Task instructions:
Each line below must be set down exactly as it stands.

[Region pointing data]
>>>

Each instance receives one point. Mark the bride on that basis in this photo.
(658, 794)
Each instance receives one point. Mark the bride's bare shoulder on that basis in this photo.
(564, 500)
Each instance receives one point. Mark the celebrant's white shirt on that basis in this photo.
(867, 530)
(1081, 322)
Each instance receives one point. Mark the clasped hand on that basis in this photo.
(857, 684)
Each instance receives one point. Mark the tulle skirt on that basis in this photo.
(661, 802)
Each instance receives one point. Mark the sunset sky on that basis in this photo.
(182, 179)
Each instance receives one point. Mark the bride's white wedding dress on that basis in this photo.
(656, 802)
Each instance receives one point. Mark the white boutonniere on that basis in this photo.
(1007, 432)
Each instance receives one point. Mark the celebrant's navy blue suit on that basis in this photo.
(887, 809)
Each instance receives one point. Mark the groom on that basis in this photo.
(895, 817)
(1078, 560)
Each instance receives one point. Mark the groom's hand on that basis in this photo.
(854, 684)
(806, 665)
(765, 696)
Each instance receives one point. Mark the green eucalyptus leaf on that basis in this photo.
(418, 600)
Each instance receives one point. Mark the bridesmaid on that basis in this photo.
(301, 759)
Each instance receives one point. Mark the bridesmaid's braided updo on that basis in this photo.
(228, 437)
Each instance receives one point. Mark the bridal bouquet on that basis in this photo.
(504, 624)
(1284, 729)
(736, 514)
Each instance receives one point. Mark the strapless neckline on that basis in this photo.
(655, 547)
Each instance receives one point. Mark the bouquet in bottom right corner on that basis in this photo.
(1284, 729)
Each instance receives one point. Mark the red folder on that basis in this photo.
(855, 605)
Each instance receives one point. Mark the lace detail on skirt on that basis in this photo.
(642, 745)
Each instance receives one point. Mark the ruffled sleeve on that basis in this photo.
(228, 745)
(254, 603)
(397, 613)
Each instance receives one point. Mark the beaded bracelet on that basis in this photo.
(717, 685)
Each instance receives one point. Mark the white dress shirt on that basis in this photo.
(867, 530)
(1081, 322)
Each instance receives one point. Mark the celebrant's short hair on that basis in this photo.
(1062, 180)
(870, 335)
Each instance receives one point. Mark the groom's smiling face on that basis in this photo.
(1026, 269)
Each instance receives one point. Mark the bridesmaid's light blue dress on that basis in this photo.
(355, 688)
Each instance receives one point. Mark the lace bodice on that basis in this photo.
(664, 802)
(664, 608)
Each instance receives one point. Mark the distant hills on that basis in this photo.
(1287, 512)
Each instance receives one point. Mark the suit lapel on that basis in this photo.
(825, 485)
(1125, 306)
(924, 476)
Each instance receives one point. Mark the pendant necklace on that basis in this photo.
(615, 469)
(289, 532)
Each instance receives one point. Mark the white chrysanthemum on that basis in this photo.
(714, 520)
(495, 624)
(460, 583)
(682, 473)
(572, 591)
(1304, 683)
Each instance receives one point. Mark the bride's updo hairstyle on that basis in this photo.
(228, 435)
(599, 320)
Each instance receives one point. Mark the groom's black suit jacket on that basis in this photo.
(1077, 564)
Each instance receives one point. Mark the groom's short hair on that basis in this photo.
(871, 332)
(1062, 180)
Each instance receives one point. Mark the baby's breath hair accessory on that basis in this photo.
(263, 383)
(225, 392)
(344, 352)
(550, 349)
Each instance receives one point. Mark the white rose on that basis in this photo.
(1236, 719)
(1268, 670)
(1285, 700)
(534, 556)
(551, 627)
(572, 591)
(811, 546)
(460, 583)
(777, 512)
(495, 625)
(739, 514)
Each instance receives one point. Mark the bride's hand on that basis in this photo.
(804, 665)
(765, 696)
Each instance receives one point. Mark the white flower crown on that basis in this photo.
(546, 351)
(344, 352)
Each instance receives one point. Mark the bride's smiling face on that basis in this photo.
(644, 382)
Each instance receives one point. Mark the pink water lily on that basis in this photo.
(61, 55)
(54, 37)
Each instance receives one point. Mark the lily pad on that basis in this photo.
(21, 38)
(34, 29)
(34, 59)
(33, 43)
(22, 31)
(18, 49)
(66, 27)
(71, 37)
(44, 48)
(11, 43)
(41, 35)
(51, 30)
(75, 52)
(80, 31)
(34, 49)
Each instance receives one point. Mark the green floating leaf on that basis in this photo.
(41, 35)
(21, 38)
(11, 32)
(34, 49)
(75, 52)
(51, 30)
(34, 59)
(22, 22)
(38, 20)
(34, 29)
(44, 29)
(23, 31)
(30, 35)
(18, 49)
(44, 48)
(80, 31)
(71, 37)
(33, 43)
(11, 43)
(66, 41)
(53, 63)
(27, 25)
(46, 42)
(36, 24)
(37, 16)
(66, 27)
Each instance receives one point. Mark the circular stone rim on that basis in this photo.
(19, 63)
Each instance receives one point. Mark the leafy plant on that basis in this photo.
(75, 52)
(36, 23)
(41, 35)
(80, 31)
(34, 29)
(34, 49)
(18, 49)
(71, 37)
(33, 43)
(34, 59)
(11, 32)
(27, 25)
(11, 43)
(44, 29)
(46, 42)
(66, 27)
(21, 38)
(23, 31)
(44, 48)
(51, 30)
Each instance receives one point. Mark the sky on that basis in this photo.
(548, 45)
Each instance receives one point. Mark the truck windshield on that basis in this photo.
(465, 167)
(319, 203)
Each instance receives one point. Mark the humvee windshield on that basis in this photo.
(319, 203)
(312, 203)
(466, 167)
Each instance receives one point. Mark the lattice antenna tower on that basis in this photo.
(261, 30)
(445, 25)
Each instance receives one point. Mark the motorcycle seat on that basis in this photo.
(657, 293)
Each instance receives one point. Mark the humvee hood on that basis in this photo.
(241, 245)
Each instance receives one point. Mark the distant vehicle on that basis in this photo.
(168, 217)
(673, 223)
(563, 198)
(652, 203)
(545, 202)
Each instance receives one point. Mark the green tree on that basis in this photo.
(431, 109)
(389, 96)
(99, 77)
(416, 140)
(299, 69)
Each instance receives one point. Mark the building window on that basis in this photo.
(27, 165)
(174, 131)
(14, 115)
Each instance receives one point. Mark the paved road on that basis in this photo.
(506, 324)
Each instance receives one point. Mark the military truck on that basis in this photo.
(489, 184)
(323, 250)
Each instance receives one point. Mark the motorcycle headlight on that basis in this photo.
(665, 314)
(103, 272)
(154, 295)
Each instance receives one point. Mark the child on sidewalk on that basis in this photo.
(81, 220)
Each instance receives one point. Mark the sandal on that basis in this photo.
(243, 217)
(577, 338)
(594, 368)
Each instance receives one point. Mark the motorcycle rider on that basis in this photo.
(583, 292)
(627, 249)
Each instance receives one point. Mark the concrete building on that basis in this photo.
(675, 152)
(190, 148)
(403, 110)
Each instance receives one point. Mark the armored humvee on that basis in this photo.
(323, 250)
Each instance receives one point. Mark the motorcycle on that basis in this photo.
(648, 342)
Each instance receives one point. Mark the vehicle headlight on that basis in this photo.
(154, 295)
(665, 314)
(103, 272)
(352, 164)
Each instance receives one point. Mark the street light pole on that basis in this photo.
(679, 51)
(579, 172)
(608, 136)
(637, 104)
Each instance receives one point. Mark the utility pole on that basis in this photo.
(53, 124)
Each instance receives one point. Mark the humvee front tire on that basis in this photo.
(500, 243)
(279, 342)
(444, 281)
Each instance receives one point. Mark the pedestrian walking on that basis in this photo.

<<<

Output of the task:
Each instance receives one point. Mark the bride on that basis in this photo.
(658, 794)
Each instance receives one point. Mark the bride's bare shoulder on that basis in this photo.
(564, 500)
Each instance receives one point. Mark the celebrant's white shirt on that basis in this photo.
(867, 530)
(1081, 322)
Each instance receives one point. Mark the clasped hand on that basis in this photo.
(857, 684)
Each instance receives one point. Mark the tulle skirt on that basis in this photo.
(661, 802)
Each instance receives one point. Mark the sunset sky on that basis in this photo.
(182, 179)
Each instance receives one point. Mark the bride's white wedding dress on that basis in this photo.
(656, 802)
Each instance receives one point. Mark the white boutonniere on that basis in this photo.
(1007, 432)
Each instance receives one point. Mark the celebrant's navy blue suit on that basis in this photo.
(887, 809)
Each instance receives one point. Mark the groom on that basis in this photo.
(895, 817)
(1078, 560)
Each instance receives one point. Mark the groom's hand on that basis in this photo.
(854, 684)
(806, 665)
(765, 696)
Each instance receives one point. Mark the green eucalyptus leaf on that basis in this photo.
(418, 600)
Each instance receives one point. Mark the bridesmaid on that basis in this photo.
(301, 759)
Each instance receives one point. Mark the bridesmaid's braided updo on that basis in this photo.
(228, 437)
Each instance receives one point. Mark the bridal bouquet on that basis in this photo.
(504, 624)
(1284, 729)
(736, 514)
Each instance receives one point. Mark the strapless neckline on that basis in this photo.
(655, 547)
Each instance receives one point. Mark the bouquet in bottom right corner on that basis in this photo.
(1284, 729)
Each instance receives one point. Mark the red folder on that basis in this photo.
(855, 605)
Each instance receives one point. Mark the lace detail on skirt on that basis in this photo.
(642, 745)
Each instance receives one point. Mark the ruffled sleeve on that basis in this photo.
(228, 745)
(254, 603)
(397, 613)
Each instance receives one point. Mark the beaded bracelet on that basis in this photo.
(717, 685)
Each instance receives one point. Mark the white dress shirt on that basis in this photo.
(867, 530)
(1081, 322)
Each instance receives one point. Mark the celebrant's short hair on that basis in this photo.
(1062, 180)
(870, 335)
Each instance receives one point. Mark the groom's smiling face on that basis in this photo.
(1026, 269)
Each instance receives one point. Mark the bridesmaid's light blue dress on that basis in this photo.
(355, 688)
Each instance receives one point. Mark the lace bodice on that basis in this photo.
(664, 802)
(664, 608)
Each instance receives one point. Mark the distant hills on that basis in this photo.
(1287, 512)
Each instance receives one point. Mark the suit lapel on that basis in this photo.
(825, 485)
(1125, 306)
(924, 476)
Each instance receives one point. Mark the pendant necklace on that basis in this photo.
(615, 469)
(289, 532)
Each instance receives one point. Mark the white chrysanthemum on that basis in this photo.
(714, 520)
(495, 624)
(460, 583)
(682, 473)
(572, 591)
(1304, 683)
Each instance receives one point. Mark the bride's updo hairstyle on that basis in this photo.
(228, 435)
(599, 320)
Each instance receives one point. Mark the groom's black suit jacket on that basis in this photo.
(1077, 564)
Each instance receives one point. Mark the groom's short hair on that basis in this photo.
(871, 332)
(1062, 180)
Each instance receives one point. Mark the baby's breath hair accessory on that basis in this photo.
(263, 383)
(225, 392)
(344, 352)
(550, 349)
Each instance receives one point. Mark the white rose on that basis in this photo.
(1236, 719)
(1268, 670)
(1285, 700)
(534, 556)
(551, 627)
(572, 591)
(811, 546)
(460, 583)
(777, 512)
(495, 625)
(739, 514)
Each instance receives one point. Mark the bride's hand on that basis in this photo.
(804, 665)
(765, 696)
Each instance receives one point. Mark the white flower crown on that basis in this photo.
(546, 351)
(344, 352)
Each instance receives one point. Mark the bride's smiling face on that basis in this photo.
(644, 382)
Each instance receives one point. Mark the pink water lily on that basis in this photo.
(61, 55)
(54, 37)
Each instance receives one point. Mark the lily pad on that basis in this photo.
(21, 38)
(34, 29)
(34, 59)
(33, 43)
(22, 31)
(18, 49)
(66, 27)
(71, 37)
(44, 48)
(11, 43)
(41, 35)
(51, 30)
(75, 52)
(80, 31)
(34, 49)
Each instance receives one point. Mark the green floating leaf on that basis in this photo.
(41, 35)
(21, 38)
(11, 32)
(34, 49)
(75, 52)
(51, 30)
(34, 59)
(22, 22)
(38, 20)
(34, 29)
(44, 29)
(23, 31)
(30, 35)
(18, 49)
(44, 48)
(80, 31)
(71, 37)
(33, 43)
(11, 43)
(66, 41)
(53, 63)
(27, 25)
(46, 42)
(36, 24)
(37, 16)
(66, 27)
Each instance receives one point. Mark the circular stone rim on that basis in this photo.
(19, 63)
Each instance receives one point. Mark the leafy plant on that basis in this photo.
(75, 52)
(36, 23)
(41, 35)
(80, 31)
(34, 29)
(34, 49)
(18, 49)
(71, 37)
(33, 43)
(34, 59)
(11, 32)
(27, 25)
(11, 43)
(44, 29)
(46, 42)
(66, 27)
(21, 38)
(23, 31)
(44, 48)
(51, 30)
Each instance receives one point. Mark the sky on that basis in this photo.
(548, 45)
Each instance receives one point. Mark the truck windshield on that basis in this photo.
(465, 167)
(319, 203)
Each instance receives one point. Mark the humvee windshield on that basis in this photo.
(319, 203)
(312, 203)
(466, 167)
Each instance receives one point. Mark the lattice antenna tower on that basis in this photo.
(261, 30)
(445, 25)
Each instance receives one point. Mark the motorcycle seat on that basis in this photo.
(657, 293)
Each instance receives one point. Mark the humvee hood on that basis in this photo.
(241, 245)
Each instance receives one point. Mark the distant vehicle on that basis in this photo.
(168, 217)
(673, 223)
(563, 198)
(652, 203)
(545, 202)
Each instance receives one point. Mark the green tree on that basis in this photo.
(431, 109)
(389, 96)
(99, 77)
(416, 140)
(299, 69)
Each instance receives one point. Mark the building window on that basis in this photo.
(27, 165)
(174, 131)
(14, 115)
Each instance receives one point. Mark the paved road on that basis in this photo.
(506, 324)
Each instance receives one point. Mark the military truck on that basis in this photo.
(489, 184)
(323, 250)
Each instance receives one point. Mark the motorcycle headlight on that basis in this photo.
(665, 314)
(103, 272)
(154, 295)
Each instance receives one point. Mark the child on sidewalk on that basis in this photo.
(81, 220)
Each instance receives one point. Mark the sandal on that basis in this photo.
(243, 217)
(577, 338)
(594, 368)
Each instance receives one point. Mark the motorcycle rider on that basis in this photo.
(583, 292)
(627, 249)
Each instance receives one point. Mark the concrete building on that basis in this photo.
(675, 152)
(190, 148)
(403, 110)
Each instance receives one point. Mark the armored humvee on that basis in this photo.
(323, 250)
Each instance receives one point. Mark the motorcycle on that basis in this photo.
(648, 342)
Each instance receives one point. Mark the vehicle headlight on that basis in this photo.
(154, 295)
(665, 314)
(103, 272)
(352, 164)
Each instance receives one point. Mark the street light pole on that basis in this photo.
(679, 51)
(579, 172)
(608, 136)
(637, 104)
Each instance receives one point. Mark the utility pole on that basis in this photo.
(53, 124)
Each instance receives one point. Mark the humvee front tire on that basis in this photo.
(500, 243)
(279, 342)
(444, 281)
Each instance receives one point. Mark the pedestrian walking on that basis in this photo.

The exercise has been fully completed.